==== Given data

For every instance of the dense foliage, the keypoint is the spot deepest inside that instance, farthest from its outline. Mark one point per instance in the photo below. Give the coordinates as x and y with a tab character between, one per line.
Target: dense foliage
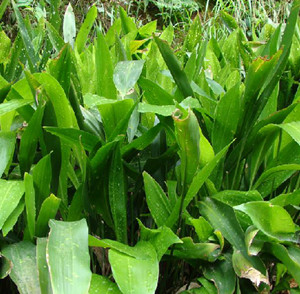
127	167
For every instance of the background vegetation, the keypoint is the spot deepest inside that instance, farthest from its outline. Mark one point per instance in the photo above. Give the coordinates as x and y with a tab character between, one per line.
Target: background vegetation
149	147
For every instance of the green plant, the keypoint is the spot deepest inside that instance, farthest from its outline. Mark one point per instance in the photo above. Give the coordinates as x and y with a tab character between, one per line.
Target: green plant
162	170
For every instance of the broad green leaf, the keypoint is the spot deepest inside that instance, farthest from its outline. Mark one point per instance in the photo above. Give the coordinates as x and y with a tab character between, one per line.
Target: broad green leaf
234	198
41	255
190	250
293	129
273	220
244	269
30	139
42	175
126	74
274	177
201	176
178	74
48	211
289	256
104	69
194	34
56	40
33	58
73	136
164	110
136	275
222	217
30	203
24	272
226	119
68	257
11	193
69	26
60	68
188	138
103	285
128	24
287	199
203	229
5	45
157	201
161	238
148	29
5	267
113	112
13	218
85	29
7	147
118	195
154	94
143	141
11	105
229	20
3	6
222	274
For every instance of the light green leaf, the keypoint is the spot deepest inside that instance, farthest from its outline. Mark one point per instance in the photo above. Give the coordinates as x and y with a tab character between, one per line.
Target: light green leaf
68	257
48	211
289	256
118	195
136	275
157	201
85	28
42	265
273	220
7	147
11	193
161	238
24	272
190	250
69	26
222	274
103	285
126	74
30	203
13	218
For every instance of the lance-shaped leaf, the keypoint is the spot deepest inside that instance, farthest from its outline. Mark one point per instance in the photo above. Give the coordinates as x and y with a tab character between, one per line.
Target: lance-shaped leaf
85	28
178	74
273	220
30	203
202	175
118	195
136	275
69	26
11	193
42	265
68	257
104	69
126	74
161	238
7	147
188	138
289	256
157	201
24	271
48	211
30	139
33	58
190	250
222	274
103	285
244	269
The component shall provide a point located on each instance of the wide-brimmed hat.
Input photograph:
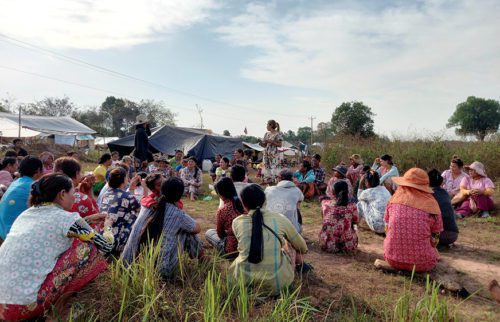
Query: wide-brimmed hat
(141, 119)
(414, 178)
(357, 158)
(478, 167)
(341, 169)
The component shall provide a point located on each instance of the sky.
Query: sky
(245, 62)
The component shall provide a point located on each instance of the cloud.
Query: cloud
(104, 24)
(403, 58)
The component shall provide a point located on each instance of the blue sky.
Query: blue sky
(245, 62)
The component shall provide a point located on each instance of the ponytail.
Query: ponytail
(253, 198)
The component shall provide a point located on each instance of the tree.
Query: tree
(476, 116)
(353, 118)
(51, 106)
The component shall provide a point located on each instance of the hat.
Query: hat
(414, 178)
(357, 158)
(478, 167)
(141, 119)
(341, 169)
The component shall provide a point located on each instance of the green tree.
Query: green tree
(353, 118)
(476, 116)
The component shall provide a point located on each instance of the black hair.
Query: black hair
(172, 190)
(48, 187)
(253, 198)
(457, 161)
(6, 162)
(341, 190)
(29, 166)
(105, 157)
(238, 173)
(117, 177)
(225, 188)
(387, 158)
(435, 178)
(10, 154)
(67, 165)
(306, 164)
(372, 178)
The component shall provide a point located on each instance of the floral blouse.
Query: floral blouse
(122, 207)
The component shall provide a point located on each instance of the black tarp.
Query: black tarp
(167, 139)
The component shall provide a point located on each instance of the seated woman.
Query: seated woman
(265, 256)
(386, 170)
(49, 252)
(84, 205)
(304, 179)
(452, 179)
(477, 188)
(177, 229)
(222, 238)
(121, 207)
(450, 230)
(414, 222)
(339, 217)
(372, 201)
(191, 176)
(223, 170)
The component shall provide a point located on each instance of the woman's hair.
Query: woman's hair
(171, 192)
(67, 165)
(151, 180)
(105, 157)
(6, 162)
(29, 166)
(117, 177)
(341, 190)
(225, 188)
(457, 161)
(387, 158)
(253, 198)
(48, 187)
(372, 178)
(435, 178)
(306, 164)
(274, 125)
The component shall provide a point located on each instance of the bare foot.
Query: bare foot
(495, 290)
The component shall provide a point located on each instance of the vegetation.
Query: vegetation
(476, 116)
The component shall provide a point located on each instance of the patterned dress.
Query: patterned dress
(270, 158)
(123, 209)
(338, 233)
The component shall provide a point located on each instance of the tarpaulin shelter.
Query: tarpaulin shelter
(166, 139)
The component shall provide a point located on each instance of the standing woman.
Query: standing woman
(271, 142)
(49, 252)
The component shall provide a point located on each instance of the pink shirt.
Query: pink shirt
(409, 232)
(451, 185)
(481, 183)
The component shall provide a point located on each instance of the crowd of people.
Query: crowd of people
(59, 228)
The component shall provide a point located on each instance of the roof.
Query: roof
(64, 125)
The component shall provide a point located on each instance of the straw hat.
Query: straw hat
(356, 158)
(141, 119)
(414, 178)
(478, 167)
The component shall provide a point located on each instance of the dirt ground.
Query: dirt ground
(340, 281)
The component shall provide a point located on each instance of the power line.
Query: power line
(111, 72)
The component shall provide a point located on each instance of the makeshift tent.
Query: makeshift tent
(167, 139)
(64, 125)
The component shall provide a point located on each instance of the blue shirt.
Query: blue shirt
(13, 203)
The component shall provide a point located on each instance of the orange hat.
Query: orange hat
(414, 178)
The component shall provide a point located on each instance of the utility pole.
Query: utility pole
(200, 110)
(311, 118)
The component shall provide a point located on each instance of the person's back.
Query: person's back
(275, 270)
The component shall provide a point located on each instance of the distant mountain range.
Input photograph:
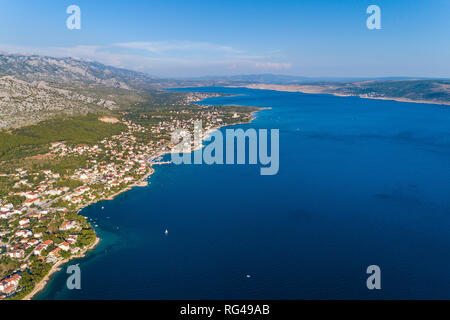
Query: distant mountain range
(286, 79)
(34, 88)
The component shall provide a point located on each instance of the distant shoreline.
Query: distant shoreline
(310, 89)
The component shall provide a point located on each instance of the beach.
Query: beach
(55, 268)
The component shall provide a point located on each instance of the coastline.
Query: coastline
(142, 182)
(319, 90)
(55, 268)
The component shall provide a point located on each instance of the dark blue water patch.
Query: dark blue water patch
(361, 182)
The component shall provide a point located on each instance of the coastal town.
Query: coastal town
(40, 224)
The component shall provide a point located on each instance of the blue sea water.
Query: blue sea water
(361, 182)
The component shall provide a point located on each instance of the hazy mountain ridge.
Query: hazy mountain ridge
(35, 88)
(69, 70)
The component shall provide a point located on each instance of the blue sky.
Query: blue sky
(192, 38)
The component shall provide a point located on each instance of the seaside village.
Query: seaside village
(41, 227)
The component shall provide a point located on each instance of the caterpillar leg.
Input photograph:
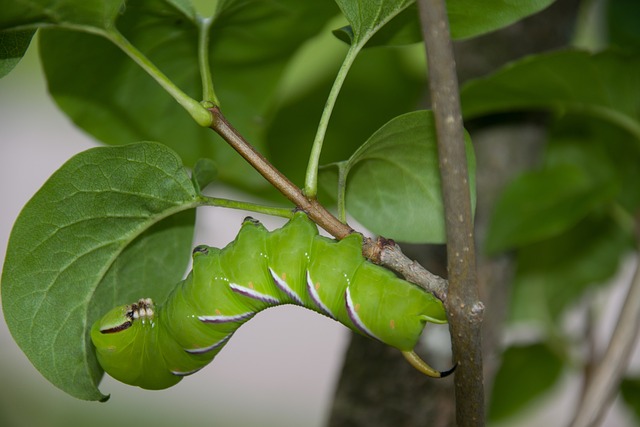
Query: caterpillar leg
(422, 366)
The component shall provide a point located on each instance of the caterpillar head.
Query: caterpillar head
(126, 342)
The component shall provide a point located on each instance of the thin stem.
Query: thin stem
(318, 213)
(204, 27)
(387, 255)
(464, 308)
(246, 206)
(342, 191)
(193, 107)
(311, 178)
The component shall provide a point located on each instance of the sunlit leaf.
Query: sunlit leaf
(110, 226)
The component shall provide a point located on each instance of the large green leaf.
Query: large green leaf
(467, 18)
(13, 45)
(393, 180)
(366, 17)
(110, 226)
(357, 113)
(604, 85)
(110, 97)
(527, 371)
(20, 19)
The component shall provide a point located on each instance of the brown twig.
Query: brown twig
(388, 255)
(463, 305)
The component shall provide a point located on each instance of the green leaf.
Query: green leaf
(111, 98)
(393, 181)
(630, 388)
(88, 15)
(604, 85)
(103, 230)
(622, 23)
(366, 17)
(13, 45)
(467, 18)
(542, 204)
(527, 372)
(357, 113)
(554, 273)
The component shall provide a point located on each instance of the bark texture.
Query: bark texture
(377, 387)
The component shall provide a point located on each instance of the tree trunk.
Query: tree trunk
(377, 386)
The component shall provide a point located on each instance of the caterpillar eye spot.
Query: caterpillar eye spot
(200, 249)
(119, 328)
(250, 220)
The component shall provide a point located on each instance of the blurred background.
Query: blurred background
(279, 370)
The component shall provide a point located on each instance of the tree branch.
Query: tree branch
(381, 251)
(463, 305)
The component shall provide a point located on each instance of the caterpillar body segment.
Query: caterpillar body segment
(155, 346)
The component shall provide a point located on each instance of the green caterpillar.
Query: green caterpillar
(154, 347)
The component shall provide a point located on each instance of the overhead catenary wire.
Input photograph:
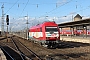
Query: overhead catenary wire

========

• [Instructions to follow]
Begin at the line that has "the bark texture." and stop after the last line of the rows above, rewriting every line in that span with 85 added to each number in the point coordinates. Please leave the pictures out of your answer.

• [Answer for this exercise]
The component shall provide a point located on each instance of the bark texture.
Query: bark texture
(462, 472)
The component shall provide a point located on each instance of the tree trunk.
Query: tree trunk
(462, 471)
The component shall provide a point located on each instance of the caterpillar eye spot.
Query: caterpillar eye spot
(285, 334)
(204, 413)
(335, 305)
The component shall provide a point located on each instance of the blurred background.
Query: blurred background
(364, 455)
The component shall provide a point located on each instance of the tree branch.
Query: tree branch
(466, 336)
(548, 390)
The component shall provide a point located on each instance of the caterpillar body segment.
Query: caterpillar body segment
(240, 431)
The component shall provide a point located on each instance of the green caterpillar.
Query: green caterpillar
(239, 432)
The component shall provide a point located on each instance of the overhead catenary wire.
Input photograph:
Query: overhead catenary wire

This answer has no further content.